Short problem 1 »
Translate this sentence from the passage on the Northern Ireland Protocol Bill into Spanish: "This procedure is usually favoured for Bills of constitutional or ethical importance."
Short problem 2 »
Answer these questions using the passage on the Northern Ireland Protocol Bill:
(a) By how many votes to how many did MPs pass the Bill at third reading?
(b) Which article of the Protocol contains the democratic consent provisions?
(c) On what date was the Bill first debated in committee?
Short problem 3 »
From the passage on the Northern Ireland Protocol Bill, reproduce the stretch from "Various amendments were" through "amendments were defeated.".

Document extract »
———

The Northern Ireland Protocol Bill passed committee stage in the House of Commons in July. At third reading, MPs passed the Bill by 267 votes to 195 and it now proceeds unamended to the House of Lords, where it is likely to meet stronger opposition in the autumn. The Northern Ireland Protocol Bill would disapply core parts of the Protocol relating to trade in goods, subsidy control, the role of the Court of Justice of the EU, plus allow changes to VAT. The Bill was considered in Committee of the whole House which means all MPs could take part in debates and votes on the Bill’s content. This procedure is usually favoured for Bills of constitutional or ethical importance. It was debated for the first time in committee on 13 July, the second day and third day of committee stage were held on 19 and 20 July.

Sir Jeffrey Donaldson speaking in the Commons on the NI Protocol Bill

Sir Jeffrey Donaldson speaking in the Commons on the NI Protocol Bill | Source: UK Parliament

Various amendments were brought by opposition parties (including the Alliance party and SDLP). These included amendments to require the UK Government to set out its legal justification for the Bill, to protect the democratic consent provisions in the Protocol (article 18) in their current form, to require consultation with NI businesses, the EU and approval by the Assembly on the dual regulatory regime, and to require support from the NI Assembly for the Act before it comes into force. All amendments were defeated.

———

Data items:
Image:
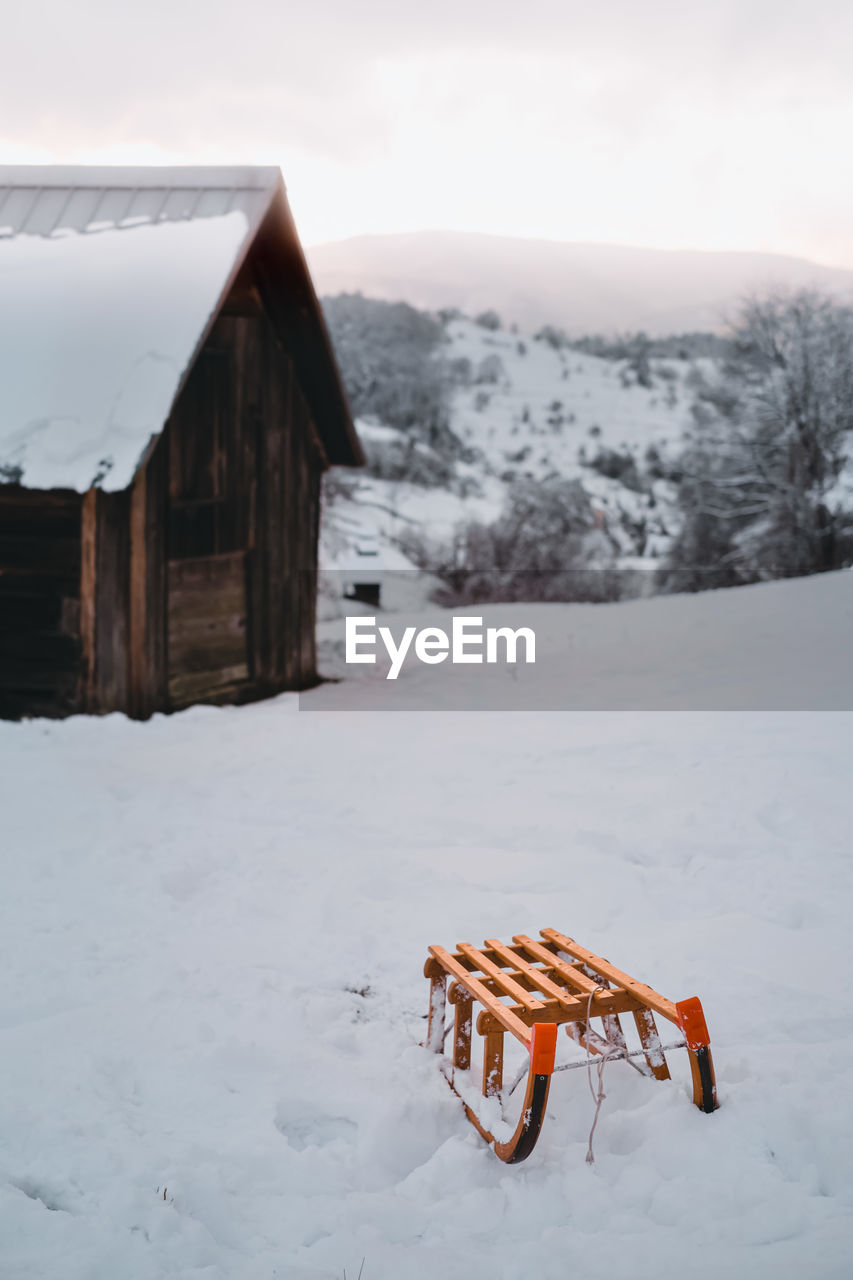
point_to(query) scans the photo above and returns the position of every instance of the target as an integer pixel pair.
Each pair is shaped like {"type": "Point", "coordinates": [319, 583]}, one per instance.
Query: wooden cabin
{"type": "Point", "coordinates": [168, 405]}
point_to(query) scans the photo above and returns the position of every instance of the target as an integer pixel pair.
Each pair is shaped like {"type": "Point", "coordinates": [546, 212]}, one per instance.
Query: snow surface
{"type": "Point", "coordinates": [211, 999]}
{"type": "Point", "coordinates": [712, 650]}
{"type": "Point", "coordinates": [83, 396]}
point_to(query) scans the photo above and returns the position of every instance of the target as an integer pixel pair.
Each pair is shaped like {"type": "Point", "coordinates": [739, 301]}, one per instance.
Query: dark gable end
{"type": "Point", "coordinates": [190, 575]}
{"type": "Point", "coordinates": [281, 274]}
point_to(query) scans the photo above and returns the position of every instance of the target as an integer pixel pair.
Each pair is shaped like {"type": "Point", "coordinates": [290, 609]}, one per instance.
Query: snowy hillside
{"type": "Point", "coordinates": [527, 407]}
{"type": "Point", "coordinates": [584, 288]}
{"type": "Point", "coordinates": [211, 995]}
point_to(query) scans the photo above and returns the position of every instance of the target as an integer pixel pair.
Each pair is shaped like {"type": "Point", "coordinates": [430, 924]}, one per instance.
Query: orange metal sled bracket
{"type": "Point", "coordinates": [529, 988]}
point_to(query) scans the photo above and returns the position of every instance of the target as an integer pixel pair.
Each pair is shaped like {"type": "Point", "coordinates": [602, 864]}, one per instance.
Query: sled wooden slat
{"type": "Point", "coordinates": [546, 984]}
{"type": "Point", "coordinates": [568, 972]}
{"type": "Point", "coordinates": [651, 999]}
{"type": "Point", "coordinates": [547, 991]}
{"type": "Point", "coordinates": [503, 1015]}
{"type": "Point", "coordinates": [507, 984]}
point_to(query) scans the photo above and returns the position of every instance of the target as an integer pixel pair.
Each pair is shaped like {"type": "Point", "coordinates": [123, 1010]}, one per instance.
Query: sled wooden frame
{"type": "Point", "coordinates": [530, 988]}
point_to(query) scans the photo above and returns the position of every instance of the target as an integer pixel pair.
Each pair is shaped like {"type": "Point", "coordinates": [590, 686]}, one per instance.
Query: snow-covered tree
{"type": "Point", "coordinates": [763, 492]}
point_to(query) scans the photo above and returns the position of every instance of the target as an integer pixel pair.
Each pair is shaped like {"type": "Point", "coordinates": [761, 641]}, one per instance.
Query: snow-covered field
{"type": "Point", "coordinates": [214, 928]}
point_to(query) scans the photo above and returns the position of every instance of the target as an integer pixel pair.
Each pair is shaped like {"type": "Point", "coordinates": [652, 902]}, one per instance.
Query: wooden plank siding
{"type": "Point", "coordinates": [199, 581]}
{"type": "Point", "coordinates": [40, 566]}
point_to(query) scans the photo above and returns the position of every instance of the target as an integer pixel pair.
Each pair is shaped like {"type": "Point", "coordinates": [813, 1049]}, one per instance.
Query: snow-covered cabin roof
{"type": "Point", "coordinates": [110, 279]}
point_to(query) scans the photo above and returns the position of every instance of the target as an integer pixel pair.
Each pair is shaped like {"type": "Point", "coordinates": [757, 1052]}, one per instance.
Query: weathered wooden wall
{"type": "Point", "coordinates": [199, 583]}
{"type": "Point", "coordinates": [245, 466]}
{"type": "Point", "coordinates": [40, 570]}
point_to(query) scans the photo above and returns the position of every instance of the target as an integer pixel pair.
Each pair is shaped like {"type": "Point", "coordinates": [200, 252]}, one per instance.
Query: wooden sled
{"type": "Point", "coordinates": [529, 990]}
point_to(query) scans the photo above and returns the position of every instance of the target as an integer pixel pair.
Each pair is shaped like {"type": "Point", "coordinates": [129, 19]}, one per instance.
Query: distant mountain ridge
{"type": "Point", "coordinates": [582, 287]}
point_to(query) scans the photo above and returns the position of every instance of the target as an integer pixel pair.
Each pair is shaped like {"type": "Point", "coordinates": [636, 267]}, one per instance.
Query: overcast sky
{"type": "Point", "coordinates": [714, 124]}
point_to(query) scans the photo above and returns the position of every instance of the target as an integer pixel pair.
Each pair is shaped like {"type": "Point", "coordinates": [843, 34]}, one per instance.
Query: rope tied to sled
{"type": "Point", "coordinates": [597, 1093]}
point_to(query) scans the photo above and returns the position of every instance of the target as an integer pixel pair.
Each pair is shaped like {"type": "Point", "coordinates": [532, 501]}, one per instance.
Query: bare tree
{"type": "Point", "coordinates": [761, 494]}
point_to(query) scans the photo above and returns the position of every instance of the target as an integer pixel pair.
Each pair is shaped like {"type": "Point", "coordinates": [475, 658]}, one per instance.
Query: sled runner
{"type": "Point", "coordinates": [530, 988]}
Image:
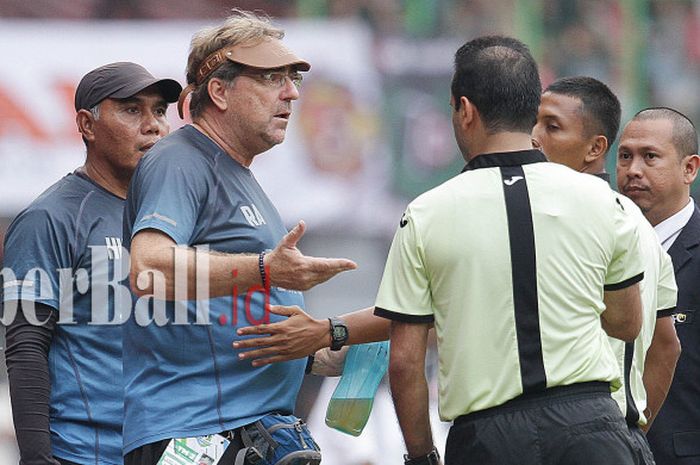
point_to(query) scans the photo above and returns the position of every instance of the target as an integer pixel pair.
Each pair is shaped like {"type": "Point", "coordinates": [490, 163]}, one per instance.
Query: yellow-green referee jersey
{"type": "Point", "coordinates": [509, 259]}
{"type": "Point", "coordinates": [659, 294]}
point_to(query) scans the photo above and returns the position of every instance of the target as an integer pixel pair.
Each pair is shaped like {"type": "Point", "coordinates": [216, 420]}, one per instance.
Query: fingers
{"type": "Point", "coordinates": [258, 353]}
{"type": "Point", "coordinates": [292, 237]}
{"type": "Point", "coordinates": [285, 310]}
{"type": "Point", "coordinates": [254, 342]}
{"type": "Point", "coordinates": [340, 264]}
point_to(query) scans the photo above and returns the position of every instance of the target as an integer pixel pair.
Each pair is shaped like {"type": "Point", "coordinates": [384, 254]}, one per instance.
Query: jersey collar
{"type": "Point", "coordinates": [516, 158]}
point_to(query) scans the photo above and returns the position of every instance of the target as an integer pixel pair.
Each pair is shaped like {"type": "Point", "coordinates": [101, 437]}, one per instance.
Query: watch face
{"type": "Point", "coordinates": [339, 332]}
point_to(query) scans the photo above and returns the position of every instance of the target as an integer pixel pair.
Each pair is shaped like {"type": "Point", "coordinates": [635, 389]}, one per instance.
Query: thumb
{"type": "Point", "coordinates": [292, 237]}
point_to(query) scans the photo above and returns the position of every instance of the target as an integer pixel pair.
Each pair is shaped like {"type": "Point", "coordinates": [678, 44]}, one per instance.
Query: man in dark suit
{"type": "Point", "coordinates": [656, 165]}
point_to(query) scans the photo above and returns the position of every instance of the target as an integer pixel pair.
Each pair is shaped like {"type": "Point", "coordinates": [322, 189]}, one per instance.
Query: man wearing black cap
{"type": "Point", "coordinates": [195, 189]}
{"type": "Point", "coordinates": [64, 344]}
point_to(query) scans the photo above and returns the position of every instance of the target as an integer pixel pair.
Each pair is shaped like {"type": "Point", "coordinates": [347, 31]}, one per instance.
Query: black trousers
{"type": "Point", "coordinates": [641, 446]}
{"type": "Point", "coordinates": [569, 425]}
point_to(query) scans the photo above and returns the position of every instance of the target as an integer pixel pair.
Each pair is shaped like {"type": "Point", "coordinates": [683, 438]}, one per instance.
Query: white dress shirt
{"type": "Point", "coordinates": [669, 229]}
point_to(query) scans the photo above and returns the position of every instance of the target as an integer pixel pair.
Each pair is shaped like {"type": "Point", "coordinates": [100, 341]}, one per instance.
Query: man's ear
{"type": "Point", "coordinates": [690, 163]}
{"type": "Point", "coordinates": [467, 112]}
{"type": "Point", "coordinates": [217, 93]}
{"type": "Point", "coordinates": [86, 124]}
{"type": "Point", "coordinates": [597, 149]}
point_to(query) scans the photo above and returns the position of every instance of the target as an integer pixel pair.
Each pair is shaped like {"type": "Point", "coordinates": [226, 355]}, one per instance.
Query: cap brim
{"type": "Point", "coordinates": [169, 88]}
{"type": "Point", "coordinates": [267, 54]}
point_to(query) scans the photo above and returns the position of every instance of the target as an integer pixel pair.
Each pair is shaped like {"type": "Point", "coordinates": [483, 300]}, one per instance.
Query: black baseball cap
{"type": "Point", "coordinates": [120, 80]}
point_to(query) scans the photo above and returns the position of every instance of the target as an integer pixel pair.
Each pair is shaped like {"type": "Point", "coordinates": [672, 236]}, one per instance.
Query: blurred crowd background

———

Output 1 »
Este procedimiento suele preferirse para los proyectos de ley de importancia constitucional o ética.

Output 2 »
(a) 267 votes to 195
(b) Article 18
(c) 13 July

Output 3 »
Various amendments were brought by opposition parties (including the Alliance party and SDLP). These included amendments to require the UK Government to set out its legal justification for the Bill, to protect the democratic consent provisions in the Protocol (article 18) in their current form, to require consultation with NI businesses, the EU and approval by the Assembly on the dual regulatory regime, and to require support from the NI Assembly for the Act before it comes into force. All amendments were defeated.